_SOURCE EXCERPT_.
■ ■ ■

Tips for strategic and creative lead generation
- Diversify your efforts. You never know if you’re missing out on a gold mine until you try a new tactic.
- Direct mail isn’t dead! Send just listed/sold post cards.
- Educate your lead base. It’s your job to connect the dots for your clients.
- Get involved in your community. Reputation and name recognition are the keys here. Sponsor events, volunteer, be a guest speaker… anything to have your name be a part of the conversation.
- Spruce up that social media. Social media is a low-cost, medium-time investment, but it can yield great results.
- Boost your investment in expert digital advertising.
- Prepare a better listing presentation. Download our guide.
- Convert buyer leads into seller leads.
Be a Know-It-All
We mentioned before that during a market shift the good are separated from the great. A perfect example of how to land in the latter category is to know everything you can possibly know about your market. Front and back, left and right. You need to have every data point on the tip of your tongue, ready to use in conversations with potential sellers and homebuyers.
Remember: your leads likely aren’t paying attention to (or don’t care about) national market trends. So, while it’s important to know all of that data as well, it’s critical to have local market numbers on hand at all times.
Share your expertise via content marketing! Stick to your geographic farm, compile all of your knowledge and observations, and share them with your leads via blogs, Facebook, videos, and email newsletters.
Become a Data Scientist
Being strategic and numbers-driven is always good business practice. And it’s particularly critical during a market shift when transactions may slow a bit and budget becomes a top priority.

■ ■ ■

_INFORMATION SUPPLIED_.
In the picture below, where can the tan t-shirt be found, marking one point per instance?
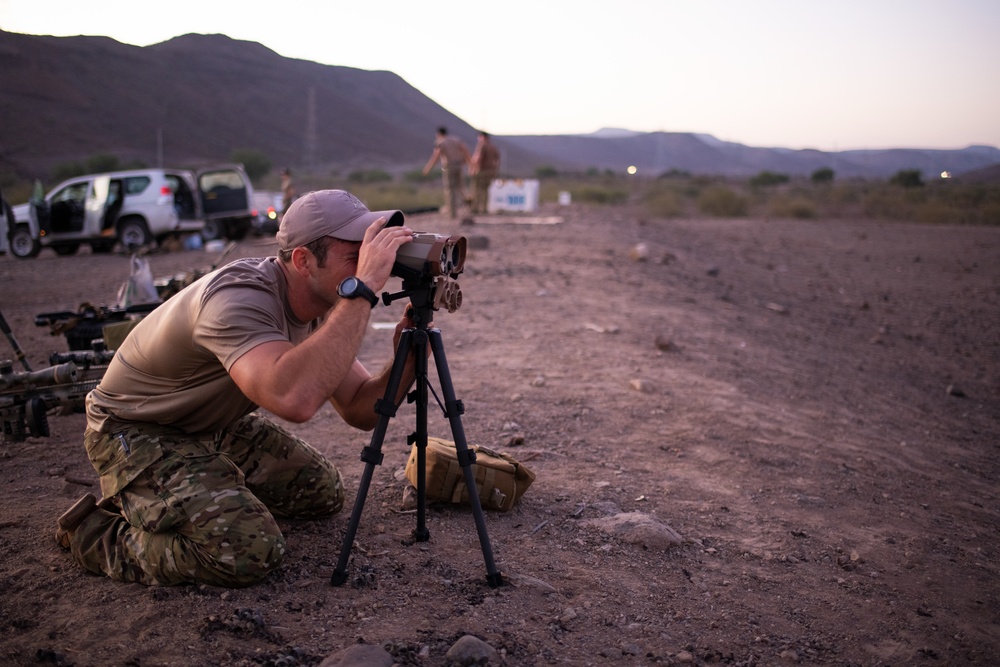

■ ■ ■

_WHAT NEEDS TO BE DONE_. Pick up the lead generation article after its last sentence and continue it.

_RESPONSE BELOW_.
So what metrics should you be tracking? We like to break it into two groups: personal performance and return on investment (ROI).
The agents that thrive in any market are the agents that stay diligent and hold themselves accountable.
- Follow-Up & Response Time: Generating leads isn’t enough. It’s the follow-up and persistent communication that comes next that truly matters. Ask yourself, how is your follow-up? Track and measure your speed-to-lead as well as your response rates. If you’re using a CRM that tracks these things for you and schedules to-dos, be diligent with your system. Take advantage of accountability tools and dashboards that show you concrete numbers reflecting your follow-up habits.
- Lead Conversion & Close Rates: These numbers are critical to stay on top of because they directly tie to your transaction volume. When you’re crystal clear on how many leads you’re converting to opportunities and how many deals you’re closing, you can (A) pinpoint where you need to improve, and (B) estimate how many leads you need in order to reach your sales goals.
The Trick to Increasing Lead Conversion
Return on Investment
Times of uncertainty call for extra caution and precision with budget.
When you’re creating your business plan and setting goals for the upcoming year, spend some extra time working on your budget. Look closely at your finances from the past few years, and set specific goals for your revenue and profit (while trying to lower your expenses.)
The reason tracking and measuring your expenditures is important, is so that you can understand which efforts have a positive ROI. You may be spending a relatively high amount of money on lead generation or marketing efforts — however if those outputs lead to enough closings, it’s worth the investment.
Track all of your expenses as diligently as possible, (with as much detail as you can), and you’ll be able to boost the right investments and cut corners in the right places.
If you’re a broker or team leader, you need to measure the ROI of your agents. Here are a few questions to ask:
- Do they bring in sales that are equal to, or above their costs?
- Does your employee encourage customer retention?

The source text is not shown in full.